Source information section start

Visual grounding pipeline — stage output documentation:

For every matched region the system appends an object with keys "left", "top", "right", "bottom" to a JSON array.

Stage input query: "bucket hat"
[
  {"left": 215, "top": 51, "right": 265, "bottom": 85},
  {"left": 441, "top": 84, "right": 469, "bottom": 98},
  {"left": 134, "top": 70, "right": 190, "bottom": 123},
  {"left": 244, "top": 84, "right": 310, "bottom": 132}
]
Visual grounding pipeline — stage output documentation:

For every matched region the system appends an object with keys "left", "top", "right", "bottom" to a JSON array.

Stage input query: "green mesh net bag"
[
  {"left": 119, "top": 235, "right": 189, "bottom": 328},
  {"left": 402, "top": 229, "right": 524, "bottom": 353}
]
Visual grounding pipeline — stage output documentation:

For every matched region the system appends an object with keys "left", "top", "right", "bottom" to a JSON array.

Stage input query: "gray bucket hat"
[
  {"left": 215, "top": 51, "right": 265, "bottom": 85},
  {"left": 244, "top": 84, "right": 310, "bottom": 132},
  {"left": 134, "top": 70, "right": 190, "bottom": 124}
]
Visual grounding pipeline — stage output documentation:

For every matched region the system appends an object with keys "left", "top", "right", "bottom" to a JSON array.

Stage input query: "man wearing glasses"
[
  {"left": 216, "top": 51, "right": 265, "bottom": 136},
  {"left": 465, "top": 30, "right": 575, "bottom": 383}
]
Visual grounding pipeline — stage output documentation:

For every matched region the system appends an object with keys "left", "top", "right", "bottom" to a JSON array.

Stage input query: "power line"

Source information section end

Task instructions:
Write each line above out exactly.

Result for this task:
Visual grounding pipeline — stage output documentation:

For every matched region the system appends an object with keys "left", "top", "right", "bottom" to a JSON array.

Stage input query: "bucket hat"
[
  {"left": 215, "top": 51, "right": 265, "bottom": 85},
  {"left": 441, "top": 84, "right": 469, "bottom": 98},
  {"left": 134, "top": 70, "right": 190, "bottom": 123},
  {"left": 244, "top": 84, "right": 310, "bottom": 132}
]
Visual grounding pipeline — stage output documentation:

For every matched region the system appends an object with keys "left", "top", "right", "bottom" to a JSON array.

Stage input query: "green mesh net bag"
[
  {"left": 119, "top": 235, "right": 189, "bottom": 328},
  {"left": 402, "top": 229, "right": 524, "bottom": 353}
]
Visual grounding pipeline — stage output documentation:

For every matched region the system appends an object with keys "left", "top", "right", "bottom" to a JSON array.

Stage input query: "gray bucket hat"
[
  {"left": 215, "top": 51, "right": 265, "bottom": 85},
  {"left": 244, "top": 84, "right": 310, "bottom": 132},
  {"left": 134, "top": 70, "right": 190, "bottom": 124}
]
Visual grounding pipeline — stage output documentation:

For every matched region the system appends an object with keys "left", "top", "right", "bottom" to a JSON array.

Stage input query: "man wearing glasses"
[
  {"left": 216, "top": 51, "right": 265, "bottom": 136},
  {"left": 465, "top": 30, "right": 575, "bottom": 383}
]
Visual grounding pipeline — stage output documentation:

For every matched region the system appends an object with keys "left", "top", "right", "bottom" to a JSON array.

Stage input query: "power line"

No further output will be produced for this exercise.